**TEXTE PROPOSÉ:**
• • •

En cela, il restait fidèle aux principes qu’il avait toujours professés et ne se séparait pas de ses anciens compagnons de lutte. Mais en ce qui touche à la réglementation du travail, il entra à cette époque dans une voie différente, et, sans s’arrêter à l’opposition de Fenwick, de Hurt, d’Howell et des autres chefs des vieilles Unions, on le vit s’unir à Pickard, à Tom Mann et à Ben Tillet, représentans des nouvelles Unions pour présenter et soutenir des propositions de loi tendant à faire intervenir l’Etat dans la limitation des heures de travail, l’arbitrage industriel et la garantie des accidens du travail. Combattu par Gladstone et Bright, il trouva un appui inattendu dans Disraeli et le parti tory, qui accepta résolument cette politique et s’en fit une arme contre les libéraux. Ceci demande une explication. Les grandes réformes accomplies ou proposées depuis quarante ans par Gladstone et ses amis, la suppression du privilège de l’Eglise d’Irlande, la réforme électorale et surtout le Home Rule portent atteinte à l’unité de l’Angleterre et tendent à modifier profondément son ancienne constitution ; Mundella lui-même, en provoquant l’organisation de corporations puissantes et autonomes, a déplacé l’équilibre social dans un sens démocratique. Or les démocraties ne peuvent se passer d’un pouvoir fort et centralisé, sous peine de finir dans l’anarchie.

Wbigs et tories, le comprirent et malgré la différence de leurs principes, leurs efforts convergent vers un même but.

Disraeli, en proclamant la Reine constitutionnelle d’Angleterre impératrice des Indes, avait en vue autre chose qu’une flatterie et il rêvait de fortifier la monarchie en lui rendant les privilèges usurpés par l’aristocratie parlementaire. L’auteur de Sybil et de Coningsby avait depuis longtemps entrevu l’idéal d’une royauté émancipée, se faisant la patronne des travailleurs de la terre et de l’usine et s’appuyant sur le peuple pour affirmer ses droits. De leur côté, Gladstone et Mundella travaillaient également à renforcer le pouvoir central et à augmenter ses droits et ses attributions par les nouvelles lois municipales et scolaires. Mais Mundella allait beaucoup plus loin que Gladstone, et s’il reconnaissait avec lui la nécessité de fortifier l’autorité de l’Etat, c’était avec l’intention de s’en servir pour réaliser légalement les améliorations et les réformes que les Trade-Unions avaient si péniblement obtenues au prix de longues années de lutte et de misère et qui restaient encore lettre morte pour la grande masse des travailleurs.

Le parti conservateur anglais accepta franchement cette politique que Disraeli avait souvent préconisée dans ses livres en décrivant le rôle social de la Monarchie ; il n’hésita pas à s’appuyer sur le peuple pour combattre l’oligarchie parlementaire et à promettre aux ouvriers, en échange des mesures propres à affermir l’autorité royale, des réformes immédiates et la satisfaction de leurs revendications légitimes.

Dans la dernière partie de sa carrière, Mundella, qui travaillait sans relâche à l’élaboration d’une législation du travail, fut presque toujours appuyé par les tories.

En 1872, il obtint du Parlement le vote d’une loi qui porte son nom et qui consacrait légalement l’existence des conseils d’arbitrage, mais cette loi ne donnait qu’une satisfaction incomplète à ses aspirations, il ne cessa d’en demander la révision.

• • •

**DONNÉES FOURNIES:**
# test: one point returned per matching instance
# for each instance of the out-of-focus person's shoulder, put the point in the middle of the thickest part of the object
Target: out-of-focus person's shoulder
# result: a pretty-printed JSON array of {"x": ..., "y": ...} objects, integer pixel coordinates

• • •

**ACTIONS À MENER:**
1. Traduisez en anglais cette phrase du texte sur Mundella : « Dans la dernière partie de sa carrière, Mundella, qui travaillait sans relâche à l’élaboration d’une législation du travail, fut presque toujours appuyé par les tories. »
2. Reprenez le texte sur Mundella et poursuivez-le à partir de sa dernière phrase.

**CORRIGÉ DES EXERCICES:**
1. In the last part of his career, Mundella, who worked tirelessly on drafting labor legislation, was almost always supported by the Tories.

2.
Cette même année, malgré la résistance des membres de la Junta, il présenta un bill contenant un ensemble de dispositions destinées à compléter le Factory’s Act. Sa proposition tendait à la protection des femmes et des enfans employés dans l’industrie, à la suppression du Truck system, et à la police sanitaire des usines, mais elle contenait un article plus grave et plus discutable qui fixait à cinquante-quatre heures par semaine la durée légale du travail, même pour les adultes.

Gladstone s’opposa énergiquement à l’adoption de ce bill. Mundella le retira pour déposer en 1873 un projet plus complet de révision et de codification de la législation existante dans lequel il maintenait ses dispositions sur le travail des adultes en les accentuant encore. Le gouvernement fit ajourner la discussion sous prétexte d’attendre les résultats d’une enquête sur les conditions du travail dans les manufactures.

Après la chute du ministère Gladstone, Mundella reprit sa proposition devant le nouveau Parlement au courant de l’année 1875. Les conservateurs avaient pris à cet égard au cours de la campagne électorale des engagemens formels et en seconde lecture, le bill Mundella fut voté par 216 voix. Mais entre la seconde et la troisième lecture, le vicomte Cross déposa au nom du gouvernement un projet de loi qui reproduisait la proposition Mundella en y apportant certaines modifications, et le nouveau Factory’s Act fut adopté avec la limitation des heures de travail fixée à cinquante-six heures et demie au lieu de cinquante-quatre. Cette fois encore, les conservateurs eurent l’habileté de prendre à leur compte une réforme extrêmement populaire, mais l’initiative prise par Mundella ne fut pas oubliée et lui valut de la part des ouvriers les témoignages les plus touchans de reconnaissance.

Malgré la longueur de la citation, il me semble impossible de ne pas reproduire quelques passages d’un article du Manchester Guardian publié le lendemain de la mort de Mundella et relatant la grande manifestation du 9 août 1884, dans laquelle huit mille ouvriers des manufactures de coton du Lancashire, du Cheshire et du Derbyshire vinrent solennellement remercier le promoteur du Factory’s Act de 1875.

Ces braves gens avaient ouvert une souscription pour offrir à Mme Mundella un très beau buste en marbre de son mari, œuvre du sculpteur Boehme et une garniture de flambeaux d’argent.

Ces présens étaient accompagnés d’une adresse signée par le président du comité de souscription et par les secrétaires généraux des Unions des Filateurs et Tisseurs de coton, MM. Mawsdley et Birtwhistle. La remise en fut faite dans la grande salle de l’hôtel de ville de Manchester. Le maire qui présidait la réunion fit l’éloge de Mundella et lut une lettre de lord Shaftesbury s’excusant de ne pouvoir venir féliciter son vieil ami. M. Birtwhistle rappela les luttes qu’avait eues à soutenir l’auteur de la loi de 1875 et l’opposition qui lui avait été faite : il déclara que les craintes manifestées à cette époque ne s’étaient pas réalisées.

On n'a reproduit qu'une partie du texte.